Gösterilen Metin
- - -

Sina Yarımadası’nda terör saldırısı:11 Mısır askeri öldü

Suudi Arabistan ve Körfez ülkeleri saldırıyı kınarken Mısır ile dayanışma içerisinde olduklarını açıkladılar

Sina'da Mısır ordusuna ait zırhlı araçlar (Arşiv - AFP)
Sina'da Mısır ordusuna ait zırhlı araçlar (Arşiv - AFP)
TT

Sina Yarımadası’nda terör saldırısı:11 Mısır askeri öldü

Sina'da Mısır ordusuna ait zırhlı araçlar (Arşiv - AFP)
Sina'da Mısır ordusuna ait zırhlı araçlar (Arşiv - AFP)

Mısır Silahlı Kuvvetleri’nden dün yapılan açıklamada, Sina Yarımadası’nın batısında bir terör saldırısının engellendiği duyurulurken terörü ortadan kaldırmak ve köklerini kurutmak için verilen mücadelenin sürdüğü vurgulandı.
Açıklamada, Sina Yarımadası'ndaki bir su pompa istasyonuna yapılan terör saldırısının engellendiğini belirtildi. Mısır Ordu Sözcüsü tarafından yapılan açıklamaya göre Sina Yarımadası'nın sularının yükseldiği noktaya (tekfirci)  bir grubun saldırması ve bu noktada görevli askerlerle aralarında çıkan çatışma sonucunda bir subay ve 10 askerin öldü, 5 asker yaralandı. Ordu Sözcüsü, terörist unsurların Sina'daki izole bölgelerden birinde peşlerine düşüldüğünü ve etrafının sarıldığını vurguladı.
Mısır’da ordu ve polis, bölgeyi terör örgütü DEAŞ’a biat eden ‘Ensar Beyt’ul-Makdis’ örgütü üyelerinden temizlemek için 2018 yılının Şubat ayından bu yana Sina Yarımadası’nın kuzeyi ve orta kesimlerinde büyük bir operasyon yürütüyor. Örgüt adını 2014 yılında adını ‘Sina Vilayeti’ olarak değiştirmişti. Sina’da operasyon, ‘Kapsamlı Mücadele Operasyonu’ olarak anılıyor.

- - -

Görev Tanımı
Sina saldırısıyla ilgili metnin "Mısır’da ordu ve" ifadesiyle başlayıp "Operasyonu’ olarak anılıyor." ifadesiyle biten bölümünü, "Şubat" kısmını "Mart" ile değiştirerek yeniden yazın.

Verilen Satırlar

- - -

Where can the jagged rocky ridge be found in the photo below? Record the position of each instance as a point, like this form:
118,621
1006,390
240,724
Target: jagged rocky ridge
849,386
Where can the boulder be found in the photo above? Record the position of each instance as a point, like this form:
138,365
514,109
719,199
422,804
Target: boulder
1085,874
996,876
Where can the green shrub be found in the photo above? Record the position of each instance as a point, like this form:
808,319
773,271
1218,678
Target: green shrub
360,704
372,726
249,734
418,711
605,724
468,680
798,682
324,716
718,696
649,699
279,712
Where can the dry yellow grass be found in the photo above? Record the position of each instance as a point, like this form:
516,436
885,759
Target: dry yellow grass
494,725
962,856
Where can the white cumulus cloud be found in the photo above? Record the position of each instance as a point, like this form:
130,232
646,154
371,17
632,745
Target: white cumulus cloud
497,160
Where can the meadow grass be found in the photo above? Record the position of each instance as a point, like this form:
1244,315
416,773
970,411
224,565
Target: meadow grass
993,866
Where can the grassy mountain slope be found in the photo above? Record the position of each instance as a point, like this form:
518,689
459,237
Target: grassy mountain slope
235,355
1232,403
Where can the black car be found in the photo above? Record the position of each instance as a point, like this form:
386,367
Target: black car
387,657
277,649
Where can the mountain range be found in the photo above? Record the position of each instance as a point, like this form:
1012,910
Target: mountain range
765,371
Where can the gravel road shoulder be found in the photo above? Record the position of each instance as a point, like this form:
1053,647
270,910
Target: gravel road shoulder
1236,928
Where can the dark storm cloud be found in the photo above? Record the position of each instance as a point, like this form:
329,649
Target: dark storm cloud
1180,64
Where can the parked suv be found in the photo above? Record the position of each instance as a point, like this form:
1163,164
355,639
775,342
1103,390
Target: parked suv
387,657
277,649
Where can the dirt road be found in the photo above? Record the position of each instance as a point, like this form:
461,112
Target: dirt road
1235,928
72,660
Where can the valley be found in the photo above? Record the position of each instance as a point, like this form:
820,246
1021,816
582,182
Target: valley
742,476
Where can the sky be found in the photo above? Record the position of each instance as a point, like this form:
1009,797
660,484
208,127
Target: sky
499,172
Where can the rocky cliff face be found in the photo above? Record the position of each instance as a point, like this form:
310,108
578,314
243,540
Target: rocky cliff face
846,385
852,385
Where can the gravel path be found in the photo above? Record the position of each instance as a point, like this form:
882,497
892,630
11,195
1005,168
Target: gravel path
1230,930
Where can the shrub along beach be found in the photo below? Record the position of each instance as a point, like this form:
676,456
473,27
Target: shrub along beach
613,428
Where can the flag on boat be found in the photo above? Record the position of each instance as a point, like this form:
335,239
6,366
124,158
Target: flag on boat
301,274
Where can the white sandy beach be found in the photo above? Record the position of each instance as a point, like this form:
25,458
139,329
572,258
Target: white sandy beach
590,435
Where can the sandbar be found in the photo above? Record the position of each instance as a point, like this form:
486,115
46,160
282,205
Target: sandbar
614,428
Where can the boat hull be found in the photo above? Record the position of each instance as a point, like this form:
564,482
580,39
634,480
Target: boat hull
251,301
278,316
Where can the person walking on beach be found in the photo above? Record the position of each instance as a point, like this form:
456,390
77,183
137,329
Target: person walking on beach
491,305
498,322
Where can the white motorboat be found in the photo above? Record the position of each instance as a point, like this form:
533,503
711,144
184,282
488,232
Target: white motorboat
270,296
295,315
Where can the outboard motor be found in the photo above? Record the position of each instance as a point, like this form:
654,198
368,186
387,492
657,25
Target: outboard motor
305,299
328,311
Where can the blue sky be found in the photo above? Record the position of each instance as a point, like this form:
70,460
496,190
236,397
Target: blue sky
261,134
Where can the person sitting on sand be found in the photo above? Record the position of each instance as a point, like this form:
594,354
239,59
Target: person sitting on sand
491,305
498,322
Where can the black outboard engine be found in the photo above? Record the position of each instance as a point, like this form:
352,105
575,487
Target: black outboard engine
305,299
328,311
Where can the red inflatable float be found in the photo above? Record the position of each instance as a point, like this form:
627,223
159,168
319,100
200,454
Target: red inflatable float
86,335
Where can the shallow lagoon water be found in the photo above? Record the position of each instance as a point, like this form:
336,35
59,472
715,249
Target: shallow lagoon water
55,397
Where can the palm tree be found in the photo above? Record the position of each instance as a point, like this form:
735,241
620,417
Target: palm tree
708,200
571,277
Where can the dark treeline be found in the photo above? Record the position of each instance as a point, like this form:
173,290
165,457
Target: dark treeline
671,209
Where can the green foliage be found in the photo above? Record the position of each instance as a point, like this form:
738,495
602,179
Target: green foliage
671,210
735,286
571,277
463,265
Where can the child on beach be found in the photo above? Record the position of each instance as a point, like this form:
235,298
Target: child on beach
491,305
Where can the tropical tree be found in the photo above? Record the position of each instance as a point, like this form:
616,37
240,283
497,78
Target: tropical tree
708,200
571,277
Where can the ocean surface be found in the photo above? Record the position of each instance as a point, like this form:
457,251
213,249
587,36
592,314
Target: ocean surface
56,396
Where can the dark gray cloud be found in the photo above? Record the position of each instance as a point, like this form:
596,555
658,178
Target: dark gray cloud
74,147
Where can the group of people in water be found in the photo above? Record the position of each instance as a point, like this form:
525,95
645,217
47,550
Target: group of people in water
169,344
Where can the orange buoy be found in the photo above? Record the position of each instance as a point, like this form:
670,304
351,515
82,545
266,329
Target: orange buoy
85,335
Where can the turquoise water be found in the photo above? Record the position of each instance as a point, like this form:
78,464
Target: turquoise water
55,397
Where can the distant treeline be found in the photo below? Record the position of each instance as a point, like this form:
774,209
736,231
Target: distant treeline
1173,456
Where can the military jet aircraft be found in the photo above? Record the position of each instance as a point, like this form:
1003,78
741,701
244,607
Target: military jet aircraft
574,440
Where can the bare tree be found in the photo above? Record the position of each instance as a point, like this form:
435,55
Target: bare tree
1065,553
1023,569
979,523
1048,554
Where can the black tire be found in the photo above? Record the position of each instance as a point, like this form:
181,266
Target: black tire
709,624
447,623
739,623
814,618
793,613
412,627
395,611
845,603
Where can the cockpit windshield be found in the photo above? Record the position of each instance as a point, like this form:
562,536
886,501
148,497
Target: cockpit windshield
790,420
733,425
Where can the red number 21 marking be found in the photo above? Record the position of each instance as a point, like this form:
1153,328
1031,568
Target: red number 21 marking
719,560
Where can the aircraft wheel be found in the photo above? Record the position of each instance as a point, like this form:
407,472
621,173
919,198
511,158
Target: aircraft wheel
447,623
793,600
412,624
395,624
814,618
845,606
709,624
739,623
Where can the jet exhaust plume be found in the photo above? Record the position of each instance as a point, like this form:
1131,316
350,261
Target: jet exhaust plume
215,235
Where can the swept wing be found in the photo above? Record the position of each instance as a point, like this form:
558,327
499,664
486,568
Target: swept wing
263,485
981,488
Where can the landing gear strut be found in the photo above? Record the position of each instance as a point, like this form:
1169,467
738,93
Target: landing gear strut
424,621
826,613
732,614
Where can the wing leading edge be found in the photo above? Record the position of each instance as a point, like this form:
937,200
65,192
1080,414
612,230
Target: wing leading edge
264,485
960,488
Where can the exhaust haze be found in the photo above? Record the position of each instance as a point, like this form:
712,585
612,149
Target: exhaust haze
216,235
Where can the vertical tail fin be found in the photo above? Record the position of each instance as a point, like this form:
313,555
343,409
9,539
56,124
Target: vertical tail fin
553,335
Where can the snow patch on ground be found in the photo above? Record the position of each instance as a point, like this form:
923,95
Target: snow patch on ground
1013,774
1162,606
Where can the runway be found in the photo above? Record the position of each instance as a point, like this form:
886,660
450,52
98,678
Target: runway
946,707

- - -

Beklenen Cevap
Mısır’da ordu ve polis, bölgeyi terör örgütü DEAŞ’a biat eden ‘Ensar Beyt’ul-Makdis’ örgütü üyelerinden temizlemek için 2018 yılının Mart ayından bu yana Sina Yarımadası’nın kuzeyi ve orta kesimlerinde büyük bir operasyon yürütüyor. Örgüt adını 2014 yılında adını ‘Sina Vilayeti’ olarak değiştirmişti. Sina’da operasyon, ‘Kapsamlı Mücadele Operasyonu’ olarak anılıyor.